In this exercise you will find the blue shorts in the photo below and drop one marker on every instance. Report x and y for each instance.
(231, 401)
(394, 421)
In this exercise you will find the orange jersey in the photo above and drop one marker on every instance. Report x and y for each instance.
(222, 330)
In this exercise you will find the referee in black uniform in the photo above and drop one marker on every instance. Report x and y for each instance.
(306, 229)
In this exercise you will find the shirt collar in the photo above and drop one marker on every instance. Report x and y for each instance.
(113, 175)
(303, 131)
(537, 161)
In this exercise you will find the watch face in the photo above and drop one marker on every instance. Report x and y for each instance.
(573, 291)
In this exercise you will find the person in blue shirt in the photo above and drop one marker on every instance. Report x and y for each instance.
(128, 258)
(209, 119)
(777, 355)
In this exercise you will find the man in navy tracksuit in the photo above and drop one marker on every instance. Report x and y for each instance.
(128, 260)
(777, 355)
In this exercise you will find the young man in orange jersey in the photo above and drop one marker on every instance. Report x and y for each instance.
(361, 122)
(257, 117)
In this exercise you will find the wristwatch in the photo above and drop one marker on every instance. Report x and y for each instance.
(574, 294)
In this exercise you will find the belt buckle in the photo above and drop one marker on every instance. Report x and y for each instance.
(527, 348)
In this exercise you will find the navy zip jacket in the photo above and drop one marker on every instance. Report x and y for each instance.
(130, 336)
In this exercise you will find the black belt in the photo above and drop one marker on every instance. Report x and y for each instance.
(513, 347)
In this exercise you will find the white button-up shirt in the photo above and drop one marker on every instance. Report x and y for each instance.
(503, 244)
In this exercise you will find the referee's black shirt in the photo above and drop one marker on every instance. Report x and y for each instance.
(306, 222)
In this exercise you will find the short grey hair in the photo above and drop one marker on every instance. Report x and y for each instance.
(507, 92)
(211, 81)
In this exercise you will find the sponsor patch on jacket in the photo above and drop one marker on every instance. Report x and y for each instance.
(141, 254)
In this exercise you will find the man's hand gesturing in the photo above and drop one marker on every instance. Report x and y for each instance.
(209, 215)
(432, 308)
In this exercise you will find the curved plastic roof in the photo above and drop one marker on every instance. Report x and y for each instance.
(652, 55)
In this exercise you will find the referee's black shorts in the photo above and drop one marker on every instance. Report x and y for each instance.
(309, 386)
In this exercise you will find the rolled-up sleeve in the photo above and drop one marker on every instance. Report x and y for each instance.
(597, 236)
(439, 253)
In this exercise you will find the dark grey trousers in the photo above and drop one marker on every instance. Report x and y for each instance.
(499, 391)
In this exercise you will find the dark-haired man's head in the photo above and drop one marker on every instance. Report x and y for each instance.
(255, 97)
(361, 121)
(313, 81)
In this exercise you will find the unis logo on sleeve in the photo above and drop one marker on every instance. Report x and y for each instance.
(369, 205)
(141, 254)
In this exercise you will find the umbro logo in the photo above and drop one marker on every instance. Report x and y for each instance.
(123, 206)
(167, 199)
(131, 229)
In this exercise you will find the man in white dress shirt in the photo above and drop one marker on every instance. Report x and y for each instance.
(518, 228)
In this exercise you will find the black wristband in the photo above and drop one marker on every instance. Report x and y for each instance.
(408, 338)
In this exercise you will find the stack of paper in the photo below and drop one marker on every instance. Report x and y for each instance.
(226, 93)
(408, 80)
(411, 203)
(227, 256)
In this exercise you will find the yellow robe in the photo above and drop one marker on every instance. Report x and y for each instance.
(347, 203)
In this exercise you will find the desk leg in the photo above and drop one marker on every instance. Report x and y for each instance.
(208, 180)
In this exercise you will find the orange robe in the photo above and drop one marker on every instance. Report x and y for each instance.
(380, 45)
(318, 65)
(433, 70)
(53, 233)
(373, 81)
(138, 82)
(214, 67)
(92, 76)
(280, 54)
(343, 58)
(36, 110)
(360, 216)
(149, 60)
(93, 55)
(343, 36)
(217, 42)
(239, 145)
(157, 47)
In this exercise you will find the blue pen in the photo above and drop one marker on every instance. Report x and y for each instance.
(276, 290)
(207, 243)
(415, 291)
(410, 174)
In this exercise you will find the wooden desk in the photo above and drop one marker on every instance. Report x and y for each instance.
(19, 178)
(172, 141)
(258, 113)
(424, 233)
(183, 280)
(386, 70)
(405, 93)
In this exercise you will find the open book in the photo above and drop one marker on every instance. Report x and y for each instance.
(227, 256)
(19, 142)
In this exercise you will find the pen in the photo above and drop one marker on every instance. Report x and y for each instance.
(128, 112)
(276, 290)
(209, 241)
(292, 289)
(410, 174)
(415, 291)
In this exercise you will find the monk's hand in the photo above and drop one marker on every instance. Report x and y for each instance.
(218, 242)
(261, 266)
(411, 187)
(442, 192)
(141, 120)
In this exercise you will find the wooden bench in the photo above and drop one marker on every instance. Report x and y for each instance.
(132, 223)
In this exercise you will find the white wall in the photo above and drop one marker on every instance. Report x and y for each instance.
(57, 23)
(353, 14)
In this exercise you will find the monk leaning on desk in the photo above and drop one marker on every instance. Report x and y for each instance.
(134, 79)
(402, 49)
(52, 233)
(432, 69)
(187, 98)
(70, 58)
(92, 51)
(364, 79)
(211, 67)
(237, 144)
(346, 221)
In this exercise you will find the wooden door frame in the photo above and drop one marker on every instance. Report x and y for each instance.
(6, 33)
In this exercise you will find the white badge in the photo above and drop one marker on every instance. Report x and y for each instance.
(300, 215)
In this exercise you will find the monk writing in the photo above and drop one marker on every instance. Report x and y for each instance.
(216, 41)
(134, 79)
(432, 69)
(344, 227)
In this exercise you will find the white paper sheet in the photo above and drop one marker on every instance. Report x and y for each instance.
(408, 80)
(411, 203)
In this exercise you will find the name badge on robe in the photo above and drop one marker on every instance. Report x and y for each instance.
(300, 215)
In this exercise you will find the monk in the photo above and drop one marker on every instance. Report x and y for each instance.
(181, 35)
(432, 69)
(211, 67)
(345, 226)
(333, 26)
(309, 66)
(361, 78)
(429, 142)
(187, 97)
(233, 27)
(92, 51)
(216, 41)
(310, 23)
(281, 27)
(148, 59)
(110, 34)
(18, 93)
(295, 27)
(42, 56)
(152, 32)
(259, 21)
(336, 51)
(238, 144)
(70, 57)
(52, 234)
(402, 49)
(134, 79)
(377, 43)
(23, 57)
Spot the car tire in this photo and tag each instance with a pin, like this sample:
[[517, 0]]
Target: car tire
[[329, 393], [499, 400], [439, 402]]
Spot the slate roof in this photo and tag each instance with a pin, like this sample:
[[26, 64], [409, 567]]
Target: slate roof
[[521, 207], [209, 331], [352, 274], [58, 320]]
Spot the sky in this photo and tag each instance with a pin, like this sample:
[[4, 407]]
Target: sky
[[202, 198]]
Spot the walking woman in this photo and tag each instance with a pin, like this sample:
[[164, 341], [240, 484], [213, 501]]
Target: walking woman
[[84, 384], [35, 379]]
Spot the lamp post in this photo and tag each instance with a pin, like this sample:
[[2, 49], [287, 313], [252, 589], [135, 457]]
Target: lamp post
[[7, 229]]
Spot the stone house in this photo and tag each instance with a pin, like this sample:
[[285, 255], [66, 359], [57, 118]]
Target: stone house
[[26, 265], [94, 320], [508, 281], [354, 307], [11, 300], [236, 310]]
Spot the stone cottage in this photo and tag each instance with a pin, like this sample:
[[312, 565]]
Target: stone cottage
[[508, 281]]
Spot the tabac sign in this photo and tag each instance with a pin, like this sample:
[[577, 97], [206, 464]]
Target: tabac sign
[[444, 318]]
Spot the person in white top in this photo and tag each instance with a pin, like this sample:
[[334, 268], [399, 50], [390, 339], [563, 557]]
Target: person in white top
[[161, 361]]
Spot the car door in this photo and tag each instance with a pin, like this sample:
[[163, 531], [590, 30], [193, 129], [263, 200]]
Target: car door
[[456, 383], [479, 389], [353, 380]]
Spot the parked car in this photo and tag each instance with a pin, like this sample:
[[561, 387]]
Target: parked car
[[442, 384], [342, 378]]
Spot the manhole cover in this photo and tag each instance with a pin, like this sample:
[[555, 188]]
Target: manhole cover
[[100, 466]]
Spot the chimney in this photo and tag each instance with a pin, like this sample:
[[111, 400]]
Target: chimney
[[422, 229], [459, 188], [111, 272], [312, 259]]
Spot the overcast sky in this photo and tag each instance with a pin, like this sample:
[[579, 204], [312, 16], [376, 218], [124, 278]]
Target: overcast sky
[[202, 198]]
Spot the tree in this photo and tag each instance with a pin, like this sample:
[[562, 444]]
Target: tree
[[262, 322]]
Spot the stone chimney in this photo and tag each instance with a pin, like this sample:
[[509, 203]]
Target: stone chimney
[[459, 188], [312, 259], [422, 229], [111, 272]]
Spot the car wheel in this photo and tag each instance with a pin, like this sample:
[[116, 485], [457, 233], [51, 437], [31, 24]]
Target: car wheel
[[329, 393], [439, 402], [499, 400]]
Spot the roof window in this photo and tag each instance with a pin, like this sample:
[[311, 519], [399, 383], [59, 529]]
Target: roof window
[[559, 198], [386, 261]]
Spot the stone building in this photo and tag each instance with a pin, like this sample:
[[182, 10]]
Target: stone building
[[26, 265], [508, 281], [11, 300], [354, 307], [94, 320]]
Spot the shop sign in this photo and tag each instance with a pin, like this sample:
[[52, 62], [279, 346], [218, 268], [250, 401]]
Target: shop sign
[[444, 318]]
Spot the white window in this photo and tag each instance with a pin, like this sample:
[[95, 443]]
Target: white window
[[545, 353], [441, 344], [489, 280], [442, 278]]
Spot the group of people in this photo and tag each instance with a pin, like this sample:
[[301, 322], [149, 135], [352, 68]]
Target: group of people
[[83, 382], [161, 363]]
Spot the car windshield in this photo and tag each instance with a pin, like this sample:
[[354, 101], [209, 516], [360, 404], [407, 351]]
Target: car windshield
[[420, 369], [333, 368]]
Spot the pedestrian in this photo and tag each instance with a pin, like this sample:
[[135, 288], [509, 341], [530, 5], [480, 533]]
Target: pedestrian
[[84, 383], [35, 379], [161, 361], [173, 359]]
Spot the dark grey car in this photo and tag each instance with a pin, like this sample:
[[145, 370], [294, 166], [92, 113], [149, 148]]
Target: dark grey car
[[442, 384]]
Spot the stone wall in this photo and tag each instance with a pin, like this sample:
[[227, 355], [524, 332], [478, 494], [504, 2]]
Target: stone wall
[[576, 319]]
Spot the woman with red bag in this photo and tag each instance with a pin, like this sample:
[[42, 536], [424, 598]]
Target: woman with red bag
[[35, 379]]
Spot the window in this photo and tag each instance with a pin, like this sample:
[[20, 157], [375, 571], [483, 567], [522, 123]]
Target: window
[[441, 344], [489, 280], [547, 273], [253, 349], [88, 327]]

=====

▶ _Try it_
Retype exactly the lines from the one containing "Spot the window" through the last line of the records above, including both.

▶ _Solution_
Spot the window in this photo and tag each instance with a pin, like this sample:
[[20, 157], [375, 571], [483, 567], [522, 123]]
Target: window
[[441, 344], [489, 280], [547, 273], [253, 349], [88, 327]]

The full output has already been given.